**** TEXT PASSAGE ****

Restore Postgres Bm25 Topk Search

tasks5/29
Created openspec/changes/restore-postgres-bm25-topk-search/tasks.mdView on GitHub →

1. Probe And Configuration

  • 1.1 Add an explicit Postgres BM25 backend config flag; default it to disabled.
  • 1.2 Add a Postgres pg_search availability probe that distinguishes disabled, unavailable, available, enabled, and fallback states.
  • 1.3 Surface the probed backend state in reference deployment diagnostics without exposing connection strings or secrets.
  • 1.4 Add tests proving Postgres startup succeeds without pg_search and keeps native FTS active.

2. Optional DDL And Index Shape

  • 2.1 Decide and implement the stable BM25 key shape for lexical_search_index rows, preserving public (connector_instance_id, stream, record_key, field) identity.
  • 2.2 Add opt-in, idempotent BM25 index DDL guarded by config and extension readiness.
  • 2.3 Ensure failed BM25 index creation is observable and falls back to native FTS without corrupting existing lexical index rows.
  • 2.4 Add migration/bootstrap tests for disabled, unavailable, enabled, and re-run idempotency cases.

3. Query Backend

  • 3.1 Split native Postgres lexical search and optional BM25 lexical search behind the existing postgresLexicalSearch(...) seam.

**** DATASET ****

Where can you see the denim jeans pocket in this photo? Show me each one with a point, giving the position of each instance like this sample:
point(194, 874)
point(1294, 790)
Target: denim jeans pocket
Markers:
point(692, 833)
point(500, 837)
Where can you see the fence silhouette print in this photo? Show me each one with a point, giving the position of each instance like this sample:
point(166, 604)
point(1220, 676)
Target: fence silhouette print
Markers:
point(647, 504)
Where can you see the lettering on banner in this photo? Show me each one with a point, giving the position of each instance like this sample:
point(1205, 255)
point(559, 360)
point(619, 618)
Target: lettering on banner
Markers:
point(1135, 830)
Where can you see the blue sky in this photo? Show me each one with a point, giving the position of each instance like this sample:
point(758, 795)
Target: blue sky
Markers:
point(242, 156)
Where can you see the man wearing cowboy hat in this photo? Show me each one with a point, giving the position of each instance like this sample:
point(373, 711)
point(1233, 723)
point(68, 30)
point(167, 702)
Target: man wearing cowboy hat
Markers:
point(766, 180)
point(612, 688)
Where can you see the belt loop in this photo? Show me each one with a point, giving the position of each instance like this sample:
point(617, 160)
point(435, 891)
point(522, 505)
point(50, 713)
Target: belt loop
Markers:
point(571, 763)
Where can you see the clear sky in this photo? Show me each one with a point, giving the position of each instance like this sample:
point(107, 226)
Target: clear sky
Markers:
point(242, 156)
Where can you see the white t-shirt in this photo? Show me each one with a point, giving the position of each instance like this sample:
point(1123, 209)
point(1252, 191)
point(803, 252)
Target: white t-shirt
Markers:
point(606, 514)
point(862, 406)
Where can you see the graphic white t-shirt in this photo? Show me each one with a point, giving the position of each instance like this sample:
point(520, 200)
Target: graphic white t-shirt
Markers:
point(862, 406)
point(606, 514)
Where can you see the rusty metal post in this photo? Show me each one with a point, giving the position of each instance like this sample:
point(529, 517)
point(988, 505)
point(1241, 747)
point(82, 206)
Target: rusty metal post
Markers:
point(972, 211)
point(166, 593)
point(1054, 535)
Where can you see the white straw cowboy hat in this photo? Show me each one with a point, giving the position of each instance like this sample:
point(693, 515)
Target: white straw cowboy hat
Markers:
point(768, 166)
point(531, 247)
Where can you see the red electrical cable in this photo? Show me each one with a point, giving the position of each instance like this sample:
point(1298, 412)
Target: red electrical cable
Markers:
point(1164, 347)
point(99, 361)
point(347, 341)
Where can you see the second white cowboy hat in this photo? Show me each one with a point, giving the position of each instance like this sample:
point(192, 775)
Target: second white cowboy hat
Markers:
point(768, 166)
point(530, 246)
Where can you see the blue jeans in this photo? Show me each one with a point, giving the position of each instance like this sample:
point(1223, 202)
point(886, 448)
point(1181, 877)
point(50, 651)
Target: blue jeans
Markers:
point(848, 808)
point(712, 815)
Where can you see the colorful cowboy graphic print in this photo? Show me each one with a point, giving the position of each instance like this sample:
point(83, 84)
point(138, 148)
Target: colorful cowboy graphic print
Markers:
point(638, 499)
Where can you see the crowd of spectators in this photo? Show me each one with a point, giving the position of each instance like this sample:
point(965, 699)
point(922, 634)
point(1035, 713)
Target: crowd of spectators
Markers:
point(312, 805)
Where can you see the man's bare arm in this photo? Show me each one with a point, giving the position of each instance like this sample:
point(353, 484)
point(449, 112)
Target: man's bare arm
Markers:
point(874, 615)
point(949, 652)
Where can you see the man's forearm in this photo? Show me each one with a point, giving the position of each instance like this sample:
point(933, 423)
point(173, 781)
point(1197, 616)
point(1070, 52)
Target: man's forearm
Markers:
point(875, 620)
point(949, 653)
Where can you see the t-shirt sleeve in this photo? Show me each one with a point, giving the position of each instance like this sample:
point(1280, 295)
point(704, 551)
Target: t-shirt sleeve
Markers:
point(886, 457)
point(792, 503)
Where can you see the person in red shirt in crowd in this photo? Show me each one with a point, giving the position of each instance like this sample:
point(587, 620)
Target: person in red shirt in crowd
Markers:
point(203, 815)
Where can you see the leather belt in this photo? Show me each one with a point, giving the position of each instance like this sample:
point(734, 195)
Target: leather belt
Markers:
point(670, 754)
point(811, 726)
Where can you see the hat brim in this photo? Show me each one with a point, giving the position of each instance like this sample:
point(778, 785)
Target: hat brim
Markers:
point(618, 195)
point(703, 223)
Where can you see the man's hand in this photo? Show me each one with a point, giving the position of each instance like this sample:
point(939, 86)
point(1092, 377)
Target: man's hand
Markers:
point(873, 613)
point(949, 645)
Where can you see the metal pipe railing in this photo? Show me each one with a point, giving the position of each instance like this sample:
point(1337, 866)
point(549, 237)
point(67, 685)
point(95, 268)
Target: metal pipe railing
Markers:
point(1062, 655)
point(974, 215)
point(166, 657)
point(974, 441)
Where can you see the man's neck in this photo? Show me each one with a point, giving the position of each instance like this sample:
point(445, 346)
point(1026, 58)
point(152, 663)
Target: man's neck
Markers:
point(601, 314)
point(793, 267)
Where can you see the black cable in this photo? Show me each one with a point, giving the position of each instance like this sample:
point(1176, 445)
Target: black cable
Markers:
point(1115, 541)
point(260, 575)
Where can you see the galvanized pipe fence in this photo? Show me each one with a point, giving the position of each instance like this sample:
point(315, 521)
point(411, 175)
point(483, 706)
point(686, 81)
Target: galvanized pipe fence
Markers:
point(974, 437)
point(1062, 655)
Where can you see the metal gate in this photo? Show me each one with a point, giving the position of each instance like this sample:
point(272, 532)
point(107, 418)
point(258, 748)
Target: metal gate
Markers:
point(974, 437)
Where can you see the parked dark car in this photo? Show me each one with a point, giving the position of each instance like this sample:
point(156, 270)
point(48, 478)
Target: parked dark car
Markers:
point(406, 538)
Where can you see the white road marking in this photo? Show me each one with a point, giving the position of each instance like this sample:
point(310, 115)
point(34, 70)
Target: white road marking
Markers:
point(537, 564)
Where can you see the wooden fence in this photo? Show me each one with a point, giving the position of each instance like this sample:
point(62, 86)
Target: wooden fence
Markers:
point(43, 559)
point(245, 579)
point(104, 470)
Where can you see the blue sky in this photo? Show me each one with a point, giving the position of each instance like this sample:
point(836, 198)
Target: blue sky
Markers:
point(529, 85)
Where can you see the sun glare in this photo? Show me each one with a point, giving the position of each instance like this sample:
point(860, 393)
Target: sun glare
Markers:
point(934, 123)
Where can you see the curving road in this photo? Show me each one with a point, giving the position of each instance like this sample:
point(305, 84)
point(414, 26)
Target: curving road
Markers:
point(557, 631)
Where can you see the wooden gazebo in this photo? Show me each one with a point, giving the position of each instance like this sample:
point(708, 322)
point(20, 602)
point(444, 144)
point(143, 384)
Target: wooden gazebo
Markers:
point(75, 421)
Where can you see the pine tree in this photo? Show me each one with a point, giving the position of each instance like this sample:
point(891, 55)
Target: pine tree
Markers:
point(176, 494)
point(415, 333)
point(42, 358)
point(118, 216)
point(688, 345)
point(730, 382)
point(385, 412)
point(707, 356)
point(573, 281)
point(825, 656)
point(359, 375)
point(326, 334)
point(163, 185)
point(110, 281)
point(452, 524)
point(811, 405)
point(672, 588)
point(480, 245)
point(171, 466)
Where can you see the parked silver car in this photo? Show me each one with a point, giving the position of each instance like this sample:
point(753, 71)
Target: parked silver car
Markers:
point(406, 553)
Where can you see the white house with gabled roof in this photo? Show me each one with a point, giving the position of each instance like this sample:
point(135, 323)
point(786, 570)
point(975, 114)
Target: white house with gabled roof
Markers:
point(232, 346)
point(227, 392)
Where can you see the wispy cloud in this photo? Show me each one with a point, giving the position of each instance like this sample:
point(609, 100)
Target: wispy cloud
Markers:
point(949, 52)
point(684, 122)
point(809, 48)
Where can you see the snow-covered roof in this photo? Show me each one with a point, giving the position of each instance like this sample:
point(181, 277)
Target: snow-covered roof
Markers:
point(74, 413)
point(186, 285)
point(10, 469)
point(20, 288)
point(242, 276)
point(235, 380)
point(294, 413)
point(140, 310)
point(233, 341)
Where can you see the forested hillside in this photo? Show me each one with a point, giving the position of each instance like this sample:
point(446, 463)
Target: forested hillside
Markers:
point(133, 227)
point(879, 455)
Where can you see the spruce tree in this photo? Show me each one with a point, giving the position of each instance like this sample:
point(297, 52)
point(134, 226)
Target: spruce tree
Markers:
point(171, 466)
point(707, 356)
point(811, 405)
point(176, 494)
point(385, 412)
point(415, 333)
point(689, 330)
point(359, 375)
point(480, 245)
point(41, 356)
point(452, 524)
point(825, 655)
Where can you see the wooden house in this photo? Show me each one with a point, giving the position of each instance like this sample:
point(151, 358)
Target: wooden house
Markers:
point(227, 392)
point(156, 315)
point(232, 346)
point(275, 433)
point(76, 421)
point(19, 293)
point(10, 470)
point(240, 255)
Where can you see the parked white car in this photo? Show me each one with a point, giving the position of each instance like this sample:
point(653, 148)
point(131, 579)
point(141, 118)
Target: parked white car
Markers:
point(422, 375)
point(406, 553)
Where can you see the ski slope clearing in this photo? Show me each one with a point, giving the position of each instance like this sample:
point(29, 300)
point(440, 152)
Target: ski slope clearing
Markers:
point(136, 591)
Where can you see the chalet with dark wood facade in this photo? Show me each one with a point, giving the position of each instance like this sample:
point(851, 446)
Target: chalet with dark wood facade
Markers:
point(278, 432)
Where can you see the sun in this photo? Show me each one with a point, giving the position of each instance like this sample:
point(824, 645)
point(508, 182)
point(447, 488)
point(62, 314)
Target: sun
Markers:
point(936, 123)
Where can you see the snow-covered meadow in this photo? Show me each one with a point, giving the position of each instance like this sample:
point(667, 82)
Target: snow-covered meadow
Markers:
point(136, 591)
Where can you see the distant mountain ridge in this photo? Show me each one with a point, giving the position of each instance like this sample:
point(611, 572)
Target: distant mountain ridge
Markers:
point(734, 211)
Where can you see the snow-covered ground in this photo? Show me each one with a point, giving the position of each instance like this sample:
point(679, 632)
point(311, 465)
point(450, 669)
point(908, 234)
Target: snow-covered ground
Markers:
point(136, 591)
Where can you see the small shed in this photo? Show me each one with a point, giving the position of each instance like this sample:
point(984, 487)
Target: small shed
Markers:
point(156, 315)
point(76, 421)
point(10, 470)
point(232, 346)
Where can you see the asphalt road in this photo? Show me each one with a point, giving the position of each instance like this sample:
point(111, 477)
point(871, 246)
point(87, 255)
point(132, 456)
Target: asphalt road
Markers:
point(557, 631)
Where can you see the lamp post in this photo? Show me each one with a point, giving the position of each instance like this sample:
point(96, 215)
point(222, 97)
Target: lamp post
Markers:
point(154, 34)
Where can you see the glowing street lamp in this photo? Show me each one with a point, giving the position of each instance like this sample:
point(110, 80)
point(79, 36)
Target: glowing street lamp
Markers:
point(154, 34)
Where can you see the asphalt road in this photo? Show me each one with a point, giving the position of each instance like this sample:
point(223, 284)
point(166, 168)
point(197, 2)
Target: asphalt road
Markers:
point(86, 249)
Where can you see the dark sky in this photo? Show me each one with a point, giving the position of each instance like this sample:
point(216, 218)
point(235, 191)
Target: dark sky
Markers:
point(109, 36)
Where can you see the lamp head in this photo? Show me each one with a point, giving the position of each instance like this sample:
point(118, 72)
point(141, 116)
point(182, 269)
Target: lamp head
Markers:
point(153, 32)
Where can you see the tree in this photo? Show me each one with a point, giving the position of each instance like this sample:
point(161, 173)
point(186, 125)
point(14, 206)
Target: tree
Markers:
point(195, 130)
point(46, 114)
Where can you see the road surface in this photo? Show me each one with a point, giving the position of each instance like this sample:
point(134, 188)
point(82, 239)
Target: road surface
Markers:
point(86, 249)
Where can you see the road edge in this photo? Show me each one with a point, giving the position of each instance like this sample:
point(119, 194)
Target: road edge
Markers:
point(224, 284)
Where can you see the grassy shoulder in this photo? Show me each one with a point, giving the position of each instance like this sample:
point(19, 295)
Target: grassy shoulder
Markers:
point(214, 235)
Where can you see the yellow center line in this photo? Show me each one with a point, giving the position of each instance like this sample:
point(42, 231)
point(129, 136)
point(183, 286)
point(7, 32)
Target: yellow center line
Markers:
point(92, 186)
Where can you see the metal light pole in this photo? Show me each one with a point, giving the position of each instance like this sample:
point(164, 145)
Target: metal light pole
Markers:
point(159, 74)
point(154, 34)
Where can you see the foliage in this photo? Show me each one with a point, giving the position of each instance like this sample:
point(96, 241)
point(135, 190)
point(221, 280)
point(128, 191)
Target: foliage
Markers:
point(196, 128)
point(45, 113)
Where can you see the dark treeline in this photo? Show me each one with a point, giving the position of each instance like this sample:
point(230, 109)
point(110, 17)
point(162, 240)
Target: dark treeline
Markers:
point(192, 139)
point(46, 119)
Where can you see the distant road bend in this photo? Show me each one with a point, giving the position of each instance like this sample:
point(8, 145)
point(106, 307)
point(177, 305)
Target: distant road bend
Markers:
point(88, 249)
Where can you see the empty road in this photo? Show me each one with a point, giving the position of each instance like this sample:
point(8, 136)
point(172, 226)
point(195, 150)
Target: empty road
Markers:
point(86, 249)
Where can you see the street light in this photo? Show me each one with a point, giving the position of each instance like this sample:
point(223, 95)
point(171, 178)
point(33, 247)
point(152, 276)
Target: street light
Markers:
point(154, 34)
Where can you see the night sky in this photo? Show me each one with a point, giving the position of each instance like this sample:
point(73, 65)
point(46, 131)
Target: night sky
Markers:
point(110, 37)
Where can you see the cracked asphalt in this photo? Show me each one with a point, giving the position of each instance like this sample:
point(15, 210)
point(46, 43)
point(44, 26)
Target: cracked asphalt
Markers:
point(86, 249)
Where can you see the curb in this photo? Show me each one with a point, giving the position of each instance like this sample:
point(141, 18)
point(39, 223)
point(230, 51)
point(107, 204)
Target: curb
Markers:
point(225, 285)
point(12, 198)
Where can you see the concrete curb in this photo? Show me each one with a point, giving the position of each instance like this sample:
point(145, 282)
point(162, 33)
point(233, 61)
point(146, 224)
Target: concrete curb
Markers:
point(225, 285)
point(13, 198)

****

# PROBLEM TO WORK ON
Extend the Postgres BM25 top-k search task list from the point where it stops, keeping its numbered bullet format.

# EXPECTED ANSWER
  • 3.2 Preserve the row shape consumed by search.js: connector id, stream, record key, field, emitted timestamp, record JSON, score, and snippet text.
  • 3.3 Keep all grant-derived connector, stream, field, record-key, and deleted-record constraints enforced on both backends.
  • 3.4 Fail closed to native Postgres FTS when the BM25 path is unavailable or fails at query time.

4. Recall And Capability Honesty

  • 4.1 Keep candidate_window recall disclosure on native Postgres FTS fallback.
  • 4.2 Emit exact/all-matches recall only when the BM25 path proves full scoped top-k retrieval before pagination.
  • 4.3 Update protected-resource metadata or reference diagnostics to identify the active lexical backend without claiming portable score comparability.
  • 4.4 Ensure MCP search output mirrors the same recall/backend facts without inferring completeness from has_more.

5. Test And Proof Profile

  • 5.1 Add unit tests for backend selection, fallback, and query row-shape parity.
  • 5.2 Add optional Postgres+pg_search integration tests gated behind explicit environment configuration.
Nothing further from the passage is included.